* EXERCISE DETAILS:
Locate each line of the data below that contains the word "cloth" and copy those lines. Case counts.

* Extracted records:
* * * * * * *

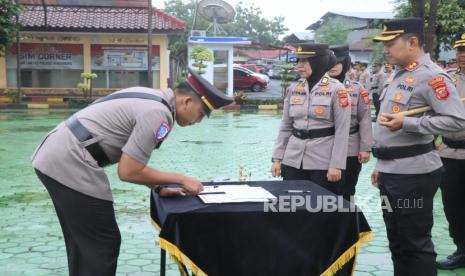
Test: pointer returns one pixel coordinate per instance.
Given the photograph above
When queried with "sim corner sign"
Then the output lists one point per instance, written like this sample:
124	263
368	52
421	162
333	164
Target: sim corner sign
219	40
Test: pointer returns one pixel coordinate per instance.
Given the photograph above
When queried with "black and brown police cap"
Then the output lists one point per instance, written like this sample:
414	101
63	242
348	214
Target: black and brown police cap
340	51
397	27
459	40
211	97
309	50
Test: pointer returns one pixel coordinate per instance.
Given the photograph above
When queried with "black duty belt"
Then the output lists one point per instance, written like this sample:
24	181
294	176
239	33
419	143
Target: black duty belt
453	143
354	129
389	153
313	133
83	134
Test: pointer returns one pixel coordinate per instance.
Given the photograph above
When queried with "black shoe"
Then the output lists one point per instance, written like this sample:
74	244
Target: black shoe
456	260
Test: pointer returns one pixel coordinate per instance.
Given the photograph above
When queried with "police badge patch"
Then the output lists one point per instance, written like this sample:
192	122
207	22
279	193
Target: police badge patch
163	131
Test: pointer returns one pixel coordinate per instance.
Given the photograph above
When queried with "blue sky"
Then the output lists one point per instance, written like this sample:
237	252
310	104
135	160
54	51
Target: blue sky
301	13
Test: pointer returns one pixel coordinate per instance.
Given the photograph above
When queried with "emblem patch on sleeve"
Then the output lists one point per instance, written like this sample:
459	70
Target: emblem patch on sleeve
343	98
440	88
163	131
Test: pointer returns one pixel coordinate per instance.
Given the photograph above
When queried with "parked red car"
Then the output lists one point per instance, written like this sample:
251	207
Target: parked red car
245	80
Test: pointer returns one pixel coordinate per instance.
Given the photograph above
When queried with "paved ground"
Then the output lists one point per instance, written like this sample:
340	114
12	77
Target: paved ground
30	237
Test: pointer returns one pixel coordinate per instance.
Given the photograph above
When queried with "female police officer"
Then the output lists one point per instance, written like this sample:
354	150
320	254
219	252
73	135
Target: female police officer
314	132
124	128
360	136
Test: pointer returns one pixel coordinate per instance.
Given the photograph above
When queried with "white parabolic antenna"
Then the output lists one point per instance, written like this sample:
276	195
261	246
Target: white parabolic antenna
217	12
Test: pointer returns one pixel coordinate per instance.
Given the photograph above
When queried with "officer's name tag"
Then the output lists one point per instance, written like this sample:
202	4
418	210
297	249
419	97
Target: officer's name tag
297	100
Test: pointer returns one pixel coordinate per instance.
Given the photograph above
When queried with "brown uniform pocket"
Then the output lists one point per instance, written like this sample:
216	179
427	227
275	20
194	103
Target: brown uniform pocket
320	108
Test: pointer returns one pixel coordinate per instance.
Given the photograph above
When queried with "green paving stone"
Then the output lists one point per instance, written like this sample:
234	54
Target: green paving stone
15	250
365	268
138	262
44	248
151	268
5	256
37	272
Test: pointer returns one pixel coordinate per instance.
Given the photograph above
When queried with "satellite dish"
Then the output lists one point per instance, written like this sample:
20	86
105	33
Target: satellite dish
217	12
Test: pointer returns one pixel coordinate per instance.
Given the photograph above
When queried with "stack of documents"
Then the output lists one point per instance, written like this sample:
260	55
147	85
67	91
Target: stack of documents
234	194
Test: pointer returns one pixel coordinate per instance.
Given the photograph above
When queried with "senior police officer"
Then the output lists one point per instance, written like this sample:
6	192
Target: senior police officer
314	132
408	169
452	152
376	85
124	128
361	137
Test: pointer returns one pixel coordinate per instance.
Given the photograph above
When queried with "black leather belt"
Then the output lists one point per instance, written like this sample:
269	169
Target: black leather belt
389	153
453	143
82	134
354	129
313	133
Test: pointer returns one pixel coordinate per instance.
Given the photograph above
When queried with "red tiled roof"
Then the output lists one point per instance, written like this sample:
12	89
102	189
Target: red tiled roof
97	19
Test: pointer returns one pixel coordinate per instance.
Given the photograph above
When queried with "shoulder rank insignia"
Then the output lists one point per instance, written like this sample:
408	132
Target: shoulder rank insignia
409	79
324	81
163	131
440	88
343	98
365	96
412	66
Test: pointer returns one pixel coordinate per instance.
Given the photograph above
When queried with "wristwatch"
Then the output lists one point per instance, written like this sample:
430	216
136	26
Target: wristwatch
158	189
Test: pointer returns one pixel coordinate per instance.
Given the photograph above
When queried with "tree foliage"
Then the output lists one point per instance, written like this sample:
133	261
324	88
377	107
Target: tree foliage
332	32
200	54
450	19
8	25
249	22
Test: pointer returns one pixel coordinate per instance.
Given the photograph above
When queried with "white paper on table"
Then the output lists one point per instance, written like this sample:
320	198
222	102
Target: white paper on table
235	194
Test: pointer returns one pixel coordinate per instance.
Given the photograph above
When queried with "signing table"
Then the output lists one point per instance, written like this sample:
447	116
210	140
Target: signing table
261	238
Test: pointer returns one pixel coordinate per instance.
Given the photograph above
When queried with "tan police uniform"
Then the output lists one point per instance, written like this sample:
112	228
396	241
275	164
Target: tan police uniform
133	126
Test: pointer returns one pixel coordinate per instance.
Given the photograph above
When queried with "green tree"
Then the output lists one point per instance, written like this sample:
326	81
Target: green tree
332	32
200	54
8	25
442	23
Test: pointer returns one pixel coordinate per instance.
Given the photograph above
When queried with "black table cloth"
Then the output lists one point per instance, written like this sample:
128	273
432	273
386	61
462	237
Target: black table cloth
243	239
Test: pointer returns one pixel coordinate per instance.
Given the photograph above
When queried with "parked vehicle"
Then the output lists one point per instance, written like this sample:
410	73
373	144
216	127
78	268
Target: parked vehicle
262	76
275	73
254	68
244	79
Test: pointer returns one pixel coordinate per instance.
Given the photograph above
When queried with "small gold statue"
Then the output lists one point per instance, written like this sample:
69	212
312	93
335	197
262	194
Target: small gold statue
243	175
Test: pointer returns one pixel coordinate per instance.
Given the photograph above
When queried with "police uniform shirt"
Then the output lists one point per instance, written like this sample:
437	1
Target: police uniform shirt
327	105
420	84
444	151
364	79
377	82
133	126
361	141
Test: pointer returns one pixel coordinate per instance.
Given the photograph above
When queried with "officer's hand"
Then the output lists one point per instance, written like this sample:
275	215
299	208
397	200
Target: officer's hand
276	169
334	175
363	157
172	192
391	121
374	178
191	185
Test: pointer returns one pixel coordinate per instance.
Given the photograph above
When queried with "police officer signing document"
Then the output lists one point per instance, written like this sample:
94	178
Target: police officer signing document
124	128
408	169
314	132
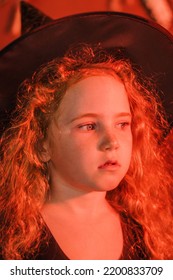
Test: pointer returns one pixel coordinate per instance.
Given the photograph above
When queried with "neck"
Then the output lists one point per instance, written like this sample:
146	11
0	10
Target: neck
77	201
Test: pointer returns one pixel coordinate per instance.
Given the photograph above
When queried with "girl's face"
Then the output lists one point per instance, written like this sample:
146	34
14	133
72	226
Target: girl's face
89	141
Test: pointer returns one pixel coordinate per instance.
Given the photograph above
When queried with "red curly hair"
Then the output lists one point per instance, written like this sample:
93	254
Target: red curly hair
144	193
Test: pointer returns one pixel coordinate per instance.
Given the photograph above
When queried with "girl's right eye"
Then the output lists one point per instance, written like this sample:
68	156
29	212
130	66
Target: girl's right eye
87	127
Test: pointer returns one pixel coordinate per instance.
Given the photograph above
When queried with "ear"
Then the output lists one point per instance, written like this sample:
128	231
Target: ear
45	152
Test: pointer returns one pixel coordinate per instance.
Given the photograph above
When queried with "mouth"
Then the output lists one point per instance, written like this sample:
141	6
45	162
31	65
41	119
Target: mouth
109	165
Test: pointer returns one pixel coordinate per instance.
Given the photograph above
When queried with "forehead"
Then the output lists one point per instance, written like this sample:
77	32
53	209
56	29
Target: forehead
95	94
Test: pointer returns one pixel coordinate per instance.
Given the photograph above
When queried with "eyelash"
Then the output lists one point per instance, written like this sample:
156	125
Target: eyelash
92	126
83	126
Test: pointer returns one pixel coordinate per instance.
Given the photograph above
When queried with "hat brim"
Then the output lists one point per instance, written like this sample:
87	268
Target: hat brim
146	43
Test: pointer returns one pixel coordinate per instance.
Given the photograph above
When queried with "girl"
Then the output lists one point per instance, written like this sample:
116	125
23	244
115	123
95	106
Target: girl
83	173
82	168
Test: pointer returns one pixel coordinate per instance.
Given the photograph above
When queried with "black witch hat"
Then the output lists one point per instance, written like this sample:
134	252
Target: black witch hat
146	43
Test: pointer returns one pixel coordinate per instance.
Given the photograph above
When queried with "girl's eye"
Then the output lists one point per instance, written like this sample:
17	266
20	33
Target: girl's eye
123	125
87	127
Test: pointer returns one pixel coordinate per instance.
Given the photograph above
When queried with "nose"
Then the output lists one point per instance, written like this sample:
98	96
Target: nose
108	141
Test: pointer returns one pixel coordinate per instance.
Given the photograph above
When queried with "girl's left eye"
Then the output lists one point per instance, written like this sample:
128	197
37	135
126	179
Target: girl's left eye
87	127
123	125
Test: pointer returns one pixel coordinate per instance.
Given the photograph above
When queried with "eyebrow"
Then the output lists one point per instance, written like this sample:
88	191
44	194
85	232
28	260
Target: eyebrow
93	115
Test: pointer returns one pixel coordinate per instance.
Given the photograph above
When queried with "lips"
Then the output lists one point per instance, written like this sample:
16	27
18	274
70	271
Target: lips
109	165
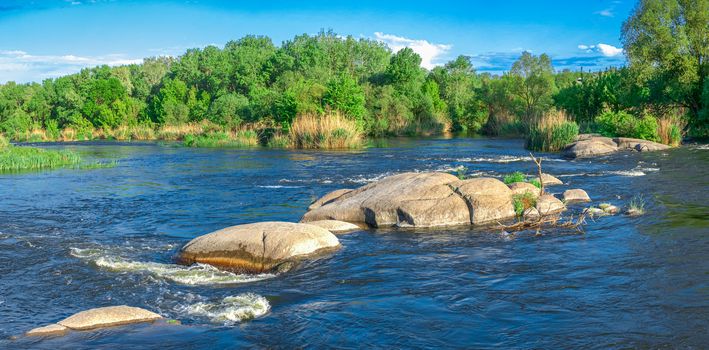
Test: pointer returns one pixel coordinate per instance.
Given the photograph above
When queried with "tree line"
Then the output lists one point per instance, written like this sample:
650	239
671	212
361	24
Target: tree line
253	83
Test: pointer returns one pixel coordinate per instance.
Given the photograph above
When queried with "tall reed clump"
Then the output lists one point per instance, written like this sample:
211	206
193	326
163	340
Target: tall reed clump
551	132
329	131
14	158
180	131
669	130
235	139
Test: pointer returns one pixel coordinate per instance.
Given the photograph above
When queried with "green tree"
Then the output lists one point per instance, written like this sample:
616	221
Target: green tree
667	44
534	83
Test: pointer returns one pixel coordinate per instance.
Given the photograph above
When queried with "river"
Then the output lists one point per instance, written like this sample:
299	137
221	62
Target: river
77	239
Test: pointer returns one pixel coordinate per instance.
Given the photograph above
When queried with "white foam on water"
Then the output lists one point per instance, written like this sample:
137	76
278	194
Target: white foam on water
230	310
279	186
197	274
631	173
504	159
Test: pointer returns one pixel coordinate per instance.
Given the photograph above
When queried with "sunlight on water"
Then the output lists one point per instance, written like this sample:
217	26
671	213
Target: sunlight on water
197	274
232	309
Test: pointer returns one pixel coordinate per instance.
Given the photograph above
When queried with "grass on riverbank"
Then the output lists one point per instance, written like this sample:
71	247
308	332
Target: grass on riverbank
551	132
29	158
330	131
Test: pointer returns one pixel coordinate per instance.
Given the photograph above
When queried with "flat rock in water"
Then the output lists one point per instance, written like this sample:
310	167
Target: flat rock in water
639	144
52	329
329	198
576	195
590	146
549	180
108	317
335	226
419	200
259	247
523	187
488	199
548	204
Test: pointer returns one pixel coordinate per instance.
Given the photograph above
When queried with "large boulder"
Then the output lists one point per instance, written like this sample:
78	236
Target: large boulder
97	318
638	144
590	147
417	199
259	247
549	180
488	199
335	226
547	204
329	198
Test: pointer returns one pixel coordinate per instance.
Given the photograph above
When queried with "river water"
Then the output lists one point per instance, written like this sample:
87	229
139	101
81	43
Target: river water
77	239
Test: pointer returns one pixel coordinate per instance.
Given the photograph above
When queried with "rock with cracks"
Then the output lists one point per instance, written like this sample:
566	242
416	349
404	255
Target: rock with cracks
335	226
259	247
420	200
593	145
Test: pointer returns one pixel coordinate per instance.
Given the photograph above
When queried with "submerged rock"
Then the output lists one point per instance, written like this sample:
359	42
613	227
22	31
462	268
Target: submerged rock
52	329
549	180
547	204
531	214
420	200
259	247
489	199
328	198
97	318
524	187
576	195
591	145
335	226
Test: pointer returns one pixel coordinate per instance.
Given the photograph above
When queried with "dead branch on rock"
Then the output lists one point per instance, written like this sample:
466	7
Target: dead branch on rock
538	162
547	221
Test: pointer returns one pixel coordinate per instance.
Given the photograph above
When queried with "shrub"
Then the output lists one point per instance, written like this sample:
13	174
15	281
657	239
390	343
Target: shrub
523	202
623	124
331	131
551	132
237	139
517	176
26	158
669	130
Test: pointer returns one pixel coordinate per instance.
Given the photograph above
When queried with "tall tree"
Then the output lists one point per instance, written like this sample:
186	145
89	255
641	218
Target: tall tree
534	83
667	44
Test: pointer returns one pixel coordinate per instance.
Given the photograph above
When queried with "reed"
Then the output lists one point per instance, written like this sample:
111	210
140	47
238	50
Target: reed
329	131
235	139
551	132
669	130
13	158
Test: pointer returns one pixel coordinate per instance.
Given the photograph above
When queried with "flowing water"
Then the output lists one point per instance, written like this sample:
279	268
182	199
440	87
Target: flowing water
77	239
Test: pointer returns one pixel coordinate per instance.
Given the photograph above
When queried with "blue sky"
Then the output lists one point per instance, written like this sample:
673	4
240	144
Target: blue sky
43	39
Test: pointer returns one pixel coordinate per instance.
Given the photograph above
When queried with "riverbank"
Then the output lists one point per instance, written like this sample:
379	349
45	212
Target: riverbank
116	231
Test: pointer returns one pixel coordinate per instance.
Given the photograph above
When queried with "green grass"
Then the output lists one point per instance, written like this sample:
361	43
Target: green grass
637	204
240	139
13	158
553	138
517	176
524	201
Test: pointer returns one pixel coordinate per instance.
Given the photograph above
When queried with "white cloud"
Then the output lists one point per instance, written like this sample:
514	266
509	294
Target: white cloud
603	49
430	53
21	66
609	50
605	13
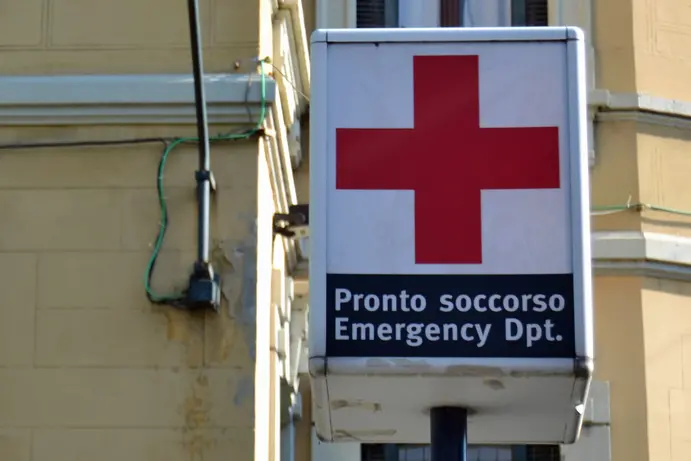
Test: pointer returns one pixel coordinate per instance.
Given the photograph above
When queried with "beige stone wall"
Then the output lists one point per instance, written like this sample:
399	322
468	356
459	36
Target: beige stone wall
88	368
667	316
125	36
662	37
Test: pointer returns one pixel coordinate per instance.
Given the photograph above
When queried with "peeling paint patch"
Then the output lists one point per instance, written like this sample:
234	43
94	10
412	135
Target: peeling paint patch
243	306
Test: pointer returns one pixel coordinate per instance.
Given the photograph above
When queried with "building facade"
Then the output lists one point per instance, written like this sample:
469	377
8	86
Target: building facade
93	364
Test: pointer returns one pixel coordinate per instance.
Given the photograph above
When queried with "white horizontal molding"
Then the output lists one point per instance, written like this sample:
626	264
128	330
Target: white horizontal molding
642	253
129	99
640	107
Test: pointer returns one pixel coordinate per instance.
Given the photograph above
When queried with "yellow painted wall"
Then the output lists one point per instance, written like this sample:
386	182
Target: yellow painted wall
667	329
88	368
662	39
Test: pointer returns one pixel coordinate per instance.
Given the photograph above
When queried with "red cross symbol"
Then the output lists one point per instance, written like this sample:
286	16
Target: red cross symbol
447	159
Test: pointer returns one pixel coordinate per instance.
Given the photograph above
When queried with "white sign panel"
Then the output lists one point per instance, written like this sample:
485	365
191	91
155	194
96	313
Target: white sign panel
449	200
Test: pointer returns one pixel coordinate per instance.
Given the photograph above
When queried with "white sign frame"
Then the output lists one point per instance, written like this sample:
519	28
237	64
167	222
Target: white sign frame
581	366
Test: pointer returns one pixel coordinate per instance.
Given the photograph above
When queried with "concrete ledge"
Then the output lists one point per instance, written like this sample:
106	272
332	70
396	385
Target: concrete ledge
640	107
642	253
128	99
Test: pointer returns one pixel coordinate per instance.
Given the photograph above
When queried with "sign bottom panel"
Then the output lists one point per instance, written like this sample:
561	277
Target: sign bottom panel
499	316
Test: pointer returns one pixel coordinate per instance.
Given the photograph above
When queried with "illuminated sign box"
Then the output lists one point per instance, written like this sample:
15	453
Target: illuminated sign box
449	232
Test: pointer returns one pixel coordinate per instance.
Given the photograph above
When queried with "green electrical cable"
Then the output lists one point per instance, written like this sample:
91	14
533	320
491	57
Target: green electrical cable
177	297
640	206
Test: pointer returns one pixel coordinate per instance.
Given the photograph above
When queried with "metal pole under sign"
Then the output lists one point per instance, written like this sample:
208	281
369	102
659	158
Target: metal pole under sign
449	433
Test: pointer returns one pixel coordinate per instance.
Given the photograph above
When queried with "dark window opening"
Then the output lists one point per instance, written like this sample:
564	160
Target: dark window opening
533	13
376	13
403	452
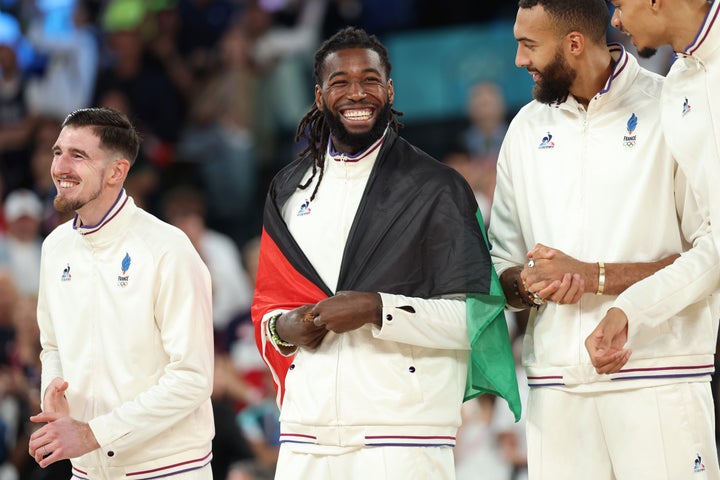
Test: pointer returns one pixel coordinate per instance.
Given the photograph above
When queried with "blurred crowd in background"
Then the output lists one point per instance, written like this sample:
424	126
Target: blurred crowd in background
216	88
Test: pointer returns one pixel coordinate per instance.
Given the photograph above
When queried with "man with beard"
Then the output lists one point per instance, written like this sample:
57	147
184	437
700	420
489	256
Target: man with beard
376	305
592	221
125	318
691	92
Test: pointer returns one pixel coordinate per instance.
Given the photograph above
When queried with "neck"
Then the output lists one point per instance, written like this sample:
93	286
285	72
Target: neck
593	72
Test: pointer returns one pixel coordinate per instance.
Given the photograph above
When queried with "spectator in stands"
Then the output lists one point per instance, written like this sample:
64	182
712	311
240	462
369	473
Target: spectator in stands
21	246
488	123
71	47
184	207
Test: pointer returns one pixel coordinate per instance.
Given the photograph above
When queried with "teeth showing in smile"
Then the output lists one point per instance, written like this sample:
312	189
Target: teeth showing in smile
363	114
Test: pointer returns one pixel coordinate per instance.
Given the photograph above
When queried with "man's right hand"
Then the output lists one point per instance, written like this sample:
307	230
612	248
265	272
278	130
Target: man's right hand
297	327
55	400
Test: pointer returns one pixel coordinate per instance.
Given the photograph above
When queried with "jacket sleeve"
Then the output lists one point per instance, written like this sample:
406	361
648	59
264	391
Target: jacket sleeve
431	323
51	365
691	278
508	247
183	313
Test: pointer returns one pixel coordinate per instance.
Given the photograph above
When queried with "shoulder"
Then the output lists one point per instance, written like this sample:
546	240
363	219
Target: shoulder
59	235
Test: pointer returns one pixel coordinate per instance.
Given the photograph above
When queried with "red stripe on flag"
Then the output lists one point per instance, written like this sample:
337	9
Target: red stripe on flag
278	286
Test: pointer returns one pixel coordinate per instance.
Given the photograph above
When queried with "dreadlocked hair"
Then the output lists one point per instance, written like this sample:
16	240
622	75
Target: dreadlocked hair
312	127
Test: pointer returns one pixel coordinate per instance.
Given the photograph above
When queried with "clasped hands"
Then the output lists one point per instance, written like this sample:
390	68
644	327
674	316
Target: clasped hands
307	325
553	275
61	437
558	277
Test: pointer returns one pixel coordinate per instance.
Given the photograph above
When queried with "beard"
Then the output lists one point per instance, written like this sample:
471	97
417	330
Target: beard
357	141
65	205
647	52
554	85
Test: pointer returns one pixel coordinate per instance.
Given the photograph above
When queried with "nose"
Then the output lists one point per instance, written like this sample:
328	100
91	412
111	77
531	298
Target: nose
521	60
60	164
356	90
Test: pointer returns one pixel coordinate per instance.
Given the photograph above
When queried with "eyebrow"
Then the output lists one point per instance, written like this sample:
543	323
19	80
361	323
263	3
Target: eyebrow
367	70
71	150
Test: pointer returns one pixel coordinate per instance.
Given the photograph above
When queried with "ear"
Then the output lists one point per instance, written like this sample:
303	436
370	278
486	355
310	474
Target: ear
574	43
118	171
318	98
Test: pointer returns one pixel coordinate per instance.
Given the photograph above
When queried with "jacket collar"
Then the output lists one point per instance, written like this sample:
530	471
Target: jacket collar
112	222
707	39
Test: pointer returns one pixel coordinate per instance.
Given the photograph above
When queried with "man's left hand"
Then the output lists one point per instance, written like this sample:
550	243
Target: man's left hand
606	343
346	311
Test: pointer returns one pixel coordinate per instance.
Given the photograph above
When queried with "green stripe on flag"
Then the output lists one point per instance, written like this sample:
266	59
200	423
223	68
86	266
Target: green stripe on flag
491	366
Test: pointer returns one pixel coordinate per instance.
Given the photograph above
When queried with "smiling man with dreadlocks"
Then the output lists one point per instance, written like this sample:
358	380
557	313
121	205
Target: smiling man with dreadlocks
376	307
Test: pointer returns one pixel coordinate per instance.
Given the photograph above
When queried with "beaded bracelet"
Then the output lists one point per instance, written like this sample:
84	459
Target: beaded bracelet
273	332
601	278
524	300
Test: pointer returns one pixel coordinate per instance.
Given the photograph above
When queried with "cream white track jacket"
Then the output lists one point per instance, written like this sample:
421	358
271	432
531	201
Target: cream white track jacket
600	185
125	317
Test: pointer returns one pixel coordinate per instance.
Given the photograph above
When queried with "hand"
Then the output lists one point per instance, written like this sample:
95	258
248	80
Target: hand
61	438
346	311
554	275
297	327
605	344
55	400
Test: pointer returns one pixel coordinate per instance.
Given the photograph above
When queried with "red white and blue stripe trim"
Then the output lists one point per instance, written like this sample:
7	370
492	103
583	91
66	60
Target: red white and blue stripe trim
382	440
645	373
112	213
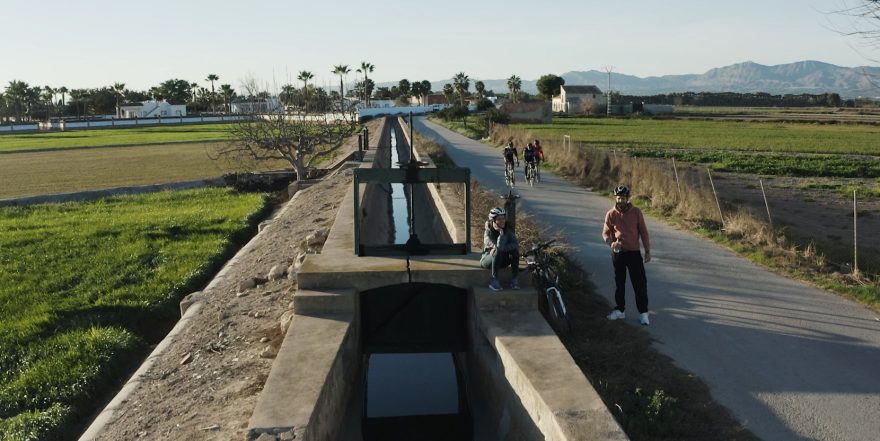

* * * * * * *

* RESPONSE TO THIS TASK:
When queried with "black table cloth"
Target: black table cloth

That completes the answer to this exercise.